**Aim of the exercise**
Where does the word "instance" show up in the data? Please find each such line and copy it.

**Data extracts**
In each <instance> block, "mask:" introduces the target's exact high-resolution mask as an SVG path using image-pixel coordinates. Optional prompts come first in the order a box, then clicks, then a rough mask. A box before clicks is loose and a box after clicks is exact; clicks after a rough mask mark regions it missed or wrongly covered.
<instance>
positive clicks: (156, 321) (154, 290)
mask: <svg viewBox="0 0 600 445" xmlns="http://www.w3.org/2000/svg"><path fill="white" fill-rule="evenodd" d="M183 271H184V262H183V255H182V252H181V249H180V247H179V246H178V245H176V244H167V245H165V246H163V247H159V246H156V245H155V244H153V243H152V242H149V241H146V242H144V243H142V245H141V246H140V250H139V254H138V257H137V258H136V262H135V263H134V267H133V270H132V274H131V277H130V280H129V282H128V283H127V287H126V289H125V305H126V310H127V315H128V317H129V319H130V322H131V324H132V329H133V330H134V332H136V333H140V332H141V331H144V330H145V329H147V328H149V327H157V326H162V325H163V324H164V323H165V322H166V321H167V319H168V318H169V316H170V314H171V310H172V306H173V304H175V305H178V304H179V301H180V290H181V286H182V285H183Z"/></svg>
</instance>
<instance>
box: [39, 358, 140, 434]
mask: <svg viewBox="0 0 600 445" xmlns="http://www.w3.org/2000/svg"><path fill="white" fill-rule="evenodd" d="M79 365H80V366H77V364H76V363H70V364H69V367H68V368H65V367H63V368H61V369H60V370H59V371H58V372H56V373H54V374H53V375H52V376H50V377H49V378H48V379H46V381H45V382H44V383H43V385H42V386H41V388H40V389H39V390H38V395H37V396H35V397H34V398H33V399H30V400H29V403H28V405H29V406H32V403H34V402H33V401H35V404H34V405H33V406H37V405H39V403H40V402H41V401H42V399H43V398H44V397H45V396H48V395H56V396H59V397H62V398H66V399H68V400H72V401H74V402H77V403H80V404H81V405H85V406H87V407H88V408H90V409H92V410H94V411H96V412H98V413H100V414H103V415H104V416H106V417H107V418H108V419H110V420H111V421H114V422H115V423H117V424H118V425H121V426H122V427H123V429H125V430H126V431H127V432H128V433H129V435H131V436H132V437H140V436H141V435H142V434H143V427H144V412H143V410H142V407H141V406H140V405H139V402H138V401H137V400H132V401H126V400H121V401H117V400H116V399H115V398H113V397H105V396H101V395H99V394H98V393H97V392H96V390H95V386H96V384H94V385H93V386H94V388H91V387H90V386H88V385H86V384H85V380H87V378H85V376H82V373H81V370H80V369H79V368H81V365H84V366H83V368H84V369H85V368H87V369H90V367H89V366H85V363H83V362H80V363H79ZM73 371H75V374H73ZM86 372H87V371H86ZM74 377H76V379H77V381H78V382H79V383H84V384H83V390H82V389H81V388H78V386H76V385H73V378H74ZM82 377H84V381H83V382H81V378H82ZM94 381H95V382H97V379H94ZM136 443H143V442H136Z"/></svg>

**Response**
In each <instance> block, "mask:" introduces the target's exact high-resolution mask as an SVG path using image-pixel coordinates. Optional prompts come first in the order a box, then clicks, then a rough mask. A box before clicks is loose and a box after clicks is exact; clicks after a rough mask mark regions it missed or wrongly covered.
<instance>
</instance>
<instance>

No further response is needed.